> SECCIÓN DE TEXTO:
####################
La sudafricana Desre Buirski fue la creadora de las vistosas y elegantes madibas, las coloridas camisas que vistió con asiduidad el primer presidente negro en la historia de Sudáfrica. Estas prendas también tenían su propio lenguaje. Richard Stengel recordaba en su obra El legado de Mandela que «esas camisas simbolizan una nueva clase de poder: africano, autóctono, seguro».
Y también compartido. Porque Nelson Mandela, a pesar de su indudable protagonismo en el final del apartheid, siempre fue consciente de que en aquella historia fue uno más. ¿Relevante? Sí. Pero uno más. ¿Significativo? Sí. Pero uno más. ¿Imprescindible? Para muchos sí, sin duda. No tanto para él mismo.
####################
> TAREAS PENDIENTES:
1/ Responde estas preguntas con la información del texto sobre las camisas de Mandela:
(a) ¿Quién creó las camisas conocidas como madibas?
(b) ¿En qué obra recordaba Richard Stengel el simbolismo de esas camisas?
(c) Según el texto, ¿cómo se veía Mandela a sí mismo dentro de la historia del final del apartheid?
2/ Escribe la continuación del texto sobre las camisas de Mandela a partir de su última oración.
####################
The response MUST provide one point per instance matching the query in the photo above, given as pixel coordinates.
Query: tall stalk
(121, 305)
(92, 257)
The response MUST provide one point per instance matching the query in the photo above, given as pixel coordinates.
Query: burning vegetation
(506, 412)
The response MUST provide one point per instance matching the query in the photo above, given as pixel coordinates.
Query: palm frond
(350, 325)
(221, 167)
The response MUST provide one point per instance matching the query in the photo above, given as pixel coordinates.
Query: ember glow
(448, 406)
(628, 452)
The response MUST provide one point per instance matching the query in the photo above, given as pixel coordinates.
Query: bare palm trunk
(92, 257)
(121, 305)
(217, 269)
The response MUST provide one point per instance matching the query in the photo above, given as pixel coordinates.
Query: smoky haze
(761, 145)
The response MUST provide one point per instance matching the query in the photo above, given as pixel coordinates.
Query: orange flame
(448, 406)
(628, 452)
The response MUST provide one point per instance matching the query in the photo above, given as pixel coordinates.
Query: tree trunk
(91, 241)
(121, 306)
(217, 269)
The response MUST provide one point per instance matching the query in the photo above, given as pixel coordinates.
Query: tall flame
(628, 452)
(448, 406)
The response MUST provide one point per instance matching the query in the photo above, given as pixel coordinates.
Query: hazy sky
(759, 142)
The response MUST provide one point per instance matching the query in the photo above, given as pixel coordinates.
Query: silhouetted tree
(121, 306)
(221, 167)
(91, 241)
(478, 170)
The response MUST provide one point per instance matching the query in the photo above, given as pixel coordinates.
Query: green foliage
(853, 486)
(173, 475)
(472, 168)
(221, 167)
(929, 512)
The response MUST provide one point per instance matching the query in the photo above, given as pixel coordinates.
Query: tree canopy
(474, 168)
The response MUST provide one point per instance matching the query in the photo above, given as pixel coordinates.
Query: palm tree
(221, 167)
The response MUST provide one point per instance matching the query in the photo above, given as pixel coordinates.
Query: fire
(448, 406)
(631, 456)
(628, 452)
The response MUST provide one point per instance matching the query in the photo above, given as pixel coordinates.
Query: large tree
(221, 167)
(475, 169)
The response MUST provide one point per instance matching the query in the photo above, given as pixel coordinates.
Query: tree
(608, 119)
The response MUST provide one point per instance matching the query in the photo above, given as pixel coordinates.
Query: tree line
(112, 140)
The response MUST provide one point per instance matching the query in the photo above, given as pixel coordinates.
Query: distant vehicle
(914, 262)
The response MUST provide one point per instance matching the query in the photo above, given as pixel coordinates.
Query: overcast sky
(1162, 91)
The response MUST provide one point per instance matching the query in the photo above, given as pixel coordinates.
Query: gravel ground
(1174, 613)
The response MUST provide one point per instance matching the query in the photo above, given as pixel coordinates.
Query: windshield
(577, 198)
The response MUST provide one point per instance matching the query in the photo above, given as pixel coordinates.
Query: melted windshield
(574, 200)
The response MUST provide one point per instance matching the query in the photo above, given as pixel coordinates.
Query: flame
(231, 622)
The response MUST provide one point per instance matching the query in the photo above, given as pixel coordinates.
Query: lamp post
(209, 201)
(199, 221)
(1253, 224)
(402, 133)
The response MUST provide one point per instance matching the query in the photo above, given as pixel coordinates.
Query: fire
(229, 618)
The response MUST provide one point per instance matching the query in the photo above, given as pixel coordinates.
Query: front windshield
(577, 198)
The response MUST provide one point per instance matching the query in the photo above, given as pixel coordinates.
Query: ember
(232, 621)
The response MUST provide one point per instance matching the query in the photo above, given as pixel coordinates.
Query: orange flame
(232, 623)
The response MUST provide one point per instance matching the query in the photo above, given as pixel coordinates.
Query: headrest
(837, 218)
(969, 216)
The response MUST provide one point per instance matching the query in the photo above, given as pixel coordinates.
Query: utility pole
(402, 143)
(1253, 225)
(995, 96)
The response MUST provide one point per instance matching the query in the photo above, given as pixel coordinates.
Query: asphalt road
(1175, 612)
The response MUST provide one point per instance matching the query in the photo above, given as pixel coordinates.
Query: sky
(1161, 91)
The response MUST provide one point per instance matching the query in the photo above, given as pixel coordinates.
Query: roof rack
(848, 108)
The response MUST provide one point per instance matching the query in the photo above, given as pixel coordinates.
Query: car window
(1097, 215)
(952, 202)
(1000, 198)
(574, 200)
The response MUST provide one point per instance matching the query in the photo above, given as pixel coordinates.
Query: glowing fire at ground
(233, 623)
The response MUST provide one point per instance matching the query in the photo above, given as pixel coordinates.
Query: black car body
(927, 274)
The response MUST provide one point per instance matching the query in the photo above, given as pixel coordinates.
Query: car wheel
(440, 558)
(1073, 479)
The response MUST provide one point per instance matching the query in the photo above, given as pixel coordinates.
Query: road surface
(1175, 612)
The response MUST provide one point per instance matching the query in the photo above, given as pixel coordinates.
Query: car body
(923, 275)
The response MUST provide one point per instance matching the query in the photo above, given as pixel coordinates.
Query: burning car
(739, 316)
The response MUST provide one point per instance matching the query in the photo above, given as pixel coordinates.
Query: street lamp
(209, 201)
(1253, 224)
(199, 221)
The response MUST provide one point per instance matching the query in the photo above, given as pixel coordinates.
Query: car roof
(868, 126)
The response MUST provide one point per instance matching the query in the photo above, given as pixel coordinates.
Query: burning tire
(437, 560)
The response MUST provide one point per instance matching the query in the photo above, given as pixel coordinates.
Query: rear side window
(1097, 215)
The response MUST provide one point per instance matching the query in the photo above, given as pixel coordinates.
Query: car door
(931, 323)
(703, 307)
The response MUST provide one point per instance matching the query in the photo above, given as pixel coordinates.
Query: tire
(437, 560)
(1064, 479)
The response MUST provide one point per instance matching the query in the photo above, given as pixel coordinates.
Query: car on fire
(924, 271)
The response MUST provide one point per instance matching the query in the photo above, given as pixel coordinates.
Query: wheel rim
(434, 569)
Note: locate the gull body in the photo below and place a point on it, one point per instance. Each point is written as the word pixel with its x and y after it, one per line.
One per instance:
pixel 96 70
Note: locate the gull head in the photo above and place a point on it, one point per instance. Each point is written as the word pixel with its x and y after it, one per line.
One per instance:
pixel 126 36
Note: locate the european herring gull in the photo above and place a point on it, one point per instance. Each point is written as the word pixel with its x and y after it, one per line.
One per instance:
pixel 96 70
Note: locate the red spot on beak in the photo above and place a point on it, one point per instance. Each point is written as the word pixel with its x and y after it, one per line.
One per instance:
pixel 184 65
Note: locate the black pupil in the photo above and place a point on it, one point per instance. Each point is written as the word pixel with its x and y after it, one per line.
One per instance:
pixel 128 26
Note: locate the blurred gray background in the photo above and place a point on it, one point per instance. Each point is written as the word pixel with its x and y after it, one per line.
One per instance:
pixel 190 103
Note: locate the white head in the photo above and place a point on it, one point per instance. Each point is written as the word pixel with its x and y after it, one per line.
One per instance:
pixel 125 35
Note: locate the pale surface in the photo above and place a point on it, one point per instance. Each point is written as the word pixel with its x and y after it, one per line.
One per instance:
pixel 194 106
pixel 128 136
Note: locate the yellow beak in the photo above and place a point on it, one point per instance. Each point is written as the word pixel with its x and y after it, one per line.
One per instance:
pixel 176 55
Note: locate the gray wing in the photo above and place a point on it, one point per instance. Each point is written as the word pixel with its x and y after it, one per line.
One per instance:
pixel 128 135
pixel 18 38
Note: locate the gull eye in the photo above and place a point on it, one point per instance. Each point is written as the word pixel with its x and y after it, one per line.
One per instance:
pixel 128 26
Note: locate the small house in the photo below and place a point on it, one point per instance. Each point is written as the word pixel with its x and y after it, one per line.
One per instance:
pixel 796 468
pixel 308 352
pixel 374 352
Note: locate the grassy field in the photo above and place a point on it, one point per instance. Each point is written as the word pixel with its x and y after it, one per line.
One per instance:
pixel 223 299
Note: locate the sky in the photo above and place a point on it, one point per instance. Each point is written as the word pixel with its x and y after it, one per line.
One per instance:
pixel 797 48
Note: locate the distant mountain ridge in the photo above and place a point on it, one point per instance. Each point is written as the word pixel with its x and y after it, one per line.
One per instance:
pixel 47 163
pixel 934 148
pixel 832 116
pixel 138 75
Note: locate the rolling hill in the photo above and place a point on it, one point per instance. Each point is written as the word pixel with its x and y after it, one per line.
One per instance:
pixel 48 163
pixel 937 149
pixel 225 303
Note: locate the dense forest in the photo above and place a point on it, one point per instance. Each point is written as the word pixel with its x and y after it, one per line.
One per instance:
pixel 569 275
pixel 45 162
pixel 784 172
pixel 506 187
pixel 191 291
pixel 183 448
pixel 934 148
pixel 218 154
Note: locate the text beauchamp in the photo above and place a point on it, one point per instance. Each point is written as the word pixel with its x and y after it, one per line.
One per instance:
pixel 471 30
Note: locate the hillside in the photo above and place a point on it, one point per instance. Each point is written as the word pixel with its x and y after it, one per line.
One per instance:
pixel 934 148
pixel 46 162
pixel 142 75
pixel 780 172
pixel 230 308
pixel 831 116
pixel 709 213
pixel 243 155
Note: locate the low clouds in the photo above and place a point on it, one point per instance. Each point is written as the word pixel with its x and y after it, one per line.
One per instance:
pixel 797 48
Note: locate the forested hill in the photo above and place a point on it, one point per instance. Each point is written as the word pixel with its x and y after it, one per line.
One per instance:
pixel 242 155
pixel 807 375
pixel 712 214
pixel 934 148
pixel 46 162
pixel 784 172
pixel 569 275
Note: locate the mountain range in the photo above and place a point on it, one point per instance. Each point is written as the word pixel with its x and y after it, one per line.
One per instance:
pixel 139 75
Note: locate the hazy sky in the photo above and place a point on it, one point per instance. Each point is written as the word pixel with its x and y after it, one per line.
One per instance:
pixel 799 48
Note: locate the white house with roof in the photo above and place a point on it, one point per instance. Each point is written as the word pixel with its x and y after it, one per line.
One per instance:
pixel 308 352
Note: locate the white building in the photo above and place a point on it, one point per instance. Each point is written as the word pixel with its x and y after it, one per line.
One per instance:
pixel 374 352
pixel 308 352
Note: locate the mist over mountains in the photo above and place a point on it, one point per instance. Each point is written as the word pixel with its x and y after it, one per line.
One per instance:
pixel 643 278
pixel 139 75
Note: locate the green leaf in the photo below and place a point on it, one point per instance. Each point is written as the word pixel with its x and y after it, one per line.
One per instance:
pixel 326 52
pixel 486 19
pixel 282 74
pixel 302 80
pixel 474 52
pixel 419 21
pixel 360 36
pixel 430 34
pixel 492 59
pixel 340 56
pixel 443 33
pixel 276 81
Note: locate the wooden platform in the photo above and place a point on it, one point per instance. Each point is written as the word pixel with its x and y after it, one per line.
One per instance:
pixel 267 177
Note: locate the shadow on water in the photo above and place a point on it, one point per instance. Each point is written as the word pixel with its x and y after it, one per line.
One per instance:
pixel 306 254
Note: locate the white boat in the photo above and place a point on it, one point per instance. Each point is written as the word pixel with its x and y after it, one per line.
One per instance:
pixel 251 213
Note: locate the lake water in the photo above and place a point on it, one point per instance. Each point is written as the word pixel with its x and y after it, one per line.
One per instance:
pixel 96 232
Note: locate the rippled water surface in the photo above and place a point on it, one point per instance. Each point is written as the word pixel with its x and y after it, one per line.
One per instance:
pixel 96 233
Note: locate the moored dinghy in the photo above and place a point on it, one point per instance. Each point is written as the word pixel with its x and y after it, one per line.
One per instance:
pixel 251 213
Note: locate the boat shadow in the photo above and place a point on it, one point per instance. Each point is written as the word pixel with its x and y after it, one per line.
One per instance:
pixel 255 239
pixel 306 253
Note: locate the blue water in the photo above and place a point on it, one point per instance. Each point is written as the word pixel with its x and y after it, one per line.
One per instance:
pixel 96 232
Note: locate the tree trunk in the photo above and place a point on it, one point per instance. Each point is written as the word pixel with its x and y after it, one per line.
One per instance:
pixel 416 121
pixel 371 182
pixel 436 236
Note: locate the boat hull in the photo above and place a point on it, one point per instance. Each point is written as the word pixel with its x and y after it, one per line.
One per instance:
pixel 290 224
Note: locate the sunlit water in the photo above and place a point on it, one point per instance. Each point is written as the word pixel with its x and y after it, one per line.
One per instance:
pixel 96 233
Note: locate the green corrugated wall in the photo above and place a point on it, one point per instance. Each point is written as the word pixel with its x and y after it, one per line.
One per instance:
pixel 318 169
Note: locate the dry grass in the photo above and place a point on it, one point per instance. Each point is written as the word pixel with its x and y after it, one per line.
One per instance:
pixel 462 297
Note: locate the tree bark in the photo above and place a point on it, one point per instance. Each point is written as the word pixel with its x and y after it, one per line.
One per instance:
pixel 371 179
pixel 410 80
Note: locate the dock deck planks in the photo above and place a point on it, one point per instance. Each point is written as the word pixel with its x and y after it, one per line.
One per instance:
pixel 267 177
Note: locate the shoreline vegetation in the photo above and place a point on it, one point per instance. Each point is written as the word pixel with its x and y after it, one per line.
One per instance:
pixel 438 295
####################
> RESPUESTAS ORDENADAS:
1/
(a) La sudafricana Desre Buirski.
(b) En El legado de Mandela.
(c) Como uno más.

2/
Y esa forma de hacer política compartida, intrínsecamente democrática y generadora de sinergias con la gente de su partido y también con históricos adversarios como De Klerk o Buthelezi, a los que incorporó a su gabinete, puede que sea otra buena porción de su legado, ese por el que luchan desde hace casi 20 años sus compañeros de formación y aquellos que pretendan alcanzar cualquier cargo representativo en el futuro. Tanto en -Sudáfrica como fuera de ella. El donostiarra Fernando Aramburu, en su obra Autorretrato sin mí dice que «Infinito es el número de las bifurcaciones, pero a la postre el trayecto es solo uno». Y ese es el que trazó Nelson Mandela.